• Required task 1
In the sermon excerpt below, quote everything from "21. II. But, my" down to "let him go.".
• Required task 2
Continue the sermon excerpt below, starting after its last sentence.

• Source excerpt
————————
20. We will mention one more stone, and that is despair. Some men are not only spiritually dead, but they are buried fathoms deep in despair. They have signed their own death warrants, though the Lord has not yet written them off. You people of God, look out for those who think themselves beyond all hope, and when you find them argue the point with them; tell them that you were once in the same plight as they are; and show them what grace did for you. Point them to the promises of God, which are so suited to their condition; above all, tell them about the precious Saviour, who does not quench the smoking flax, and who is able to save to the uttermost those who come to God by him. You will have done good service if in any case you roll away the stone of despair. I exhort you, dear fellow labourers in Christ, yourselves saved, to do all that lies in you to take away every one of these hinderances from sinners’ souls, and then pray the Lord to speak the quickening word.

21. II. But, my time goes too swiftly, and therefore I must come to my second point with brevity. AFTER A MAN IS CONVERTED he labours under many disabilities, and Christian love should help him.

22. When lambs are born the shepherd takes care of them: Christ’s word is, “Feed my lambs.” When plants are put into the ground they must be watered. It is not enough that the child is born; it needs a mother’s care. “Take this child and nurse him for me, and I will give you your wages” is God’s word to his people whenever a new convert is born into the church. Lazarus is alive, but he is encumbered with grave clothes, and it is the business of those who are his friends to release him and let him go.
————————
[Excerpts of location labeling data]
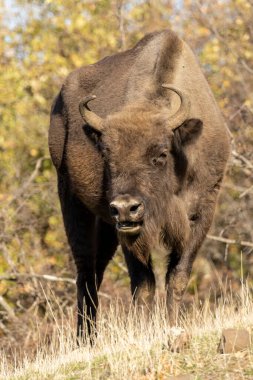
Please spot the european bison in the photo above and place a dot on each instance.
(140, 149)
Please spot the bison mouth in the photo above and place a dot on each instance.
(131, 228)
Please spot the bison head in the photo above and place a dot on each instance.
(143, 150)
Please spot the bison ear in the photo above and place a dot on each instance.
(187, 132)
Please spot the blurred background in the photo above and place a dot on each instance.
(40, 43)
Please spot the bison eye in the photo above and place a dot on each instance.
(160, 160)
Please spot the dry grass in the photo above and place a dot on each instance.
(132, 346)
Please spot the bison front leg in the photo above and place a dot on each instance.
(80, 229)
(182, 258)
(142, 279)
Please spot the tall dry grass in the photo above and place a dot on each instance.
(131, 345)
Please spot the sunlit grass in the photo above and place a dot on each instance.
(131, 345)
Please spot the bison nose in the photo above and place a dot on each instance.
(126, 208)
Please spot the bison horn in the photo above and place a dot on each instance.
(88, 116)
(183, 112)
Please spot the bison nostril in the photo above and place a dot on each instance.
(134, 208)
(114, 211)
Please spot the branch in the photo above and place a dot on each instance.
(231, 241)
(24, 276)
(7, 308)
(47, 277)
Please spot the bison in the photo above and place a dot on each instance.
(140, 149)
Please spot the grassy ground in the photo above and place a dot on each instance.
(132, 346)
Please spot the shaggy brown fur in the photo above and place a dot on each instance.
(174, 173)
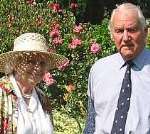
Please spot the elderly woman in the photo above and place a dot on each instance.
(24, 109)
————————
• Output 1
21. II. But, my time goes too swiftly, and therefore I must come to my second point with brevity. AFTER A MAN IS CONVERTED he labours under many disabilities, and Christian love should help him.

22. When lambs are born the shepherd takes care of them: Christ’s word is, “Feed my lambs.” When plants are put into the ground they must be watered. It is not enough that the child is born; it needs a mother’s care. “Take this child and nurse him for me, and I will give you your wages” is God’s word to his people whenever a new convert is born into the church. Lazarus is alive, but he is encumbered with grave clothes, and it is the business of those who are his friends to release him and let him go.

• Output 2
23. New converts need to be released for the sake of their own comfort. It was a very uncomfortable thing for Lazarus to be tied up in his winding sheets: for his own ease they must be taken off. When a man is saved, perhaps he does not grasp all that is involved in salvation. He thinks “I am a Christian, but I may fall from grace.” Unwrap that band at once, and let him know that the Lord does not cast away his people whom he foreknew. He thinks that he is pardoned, but that some sin may still remain upon him. Unwind that cerement; let him know that “the blood of Jesus Christ his Son cleanses us from all sin.” Perhaps he imagines, when he feels a strife within him, that he cannot be a child of God. Tear off that bandage, and tell him that all the children of God experience an inward strife, and feel a battle raging between life and death within their souls. You will find young converts apt to be the victims of doubts and fears, perplexing themselves about this, and fretting themselves about that; and you who are instructed in the faith must commit yourselves to release them, and let them go.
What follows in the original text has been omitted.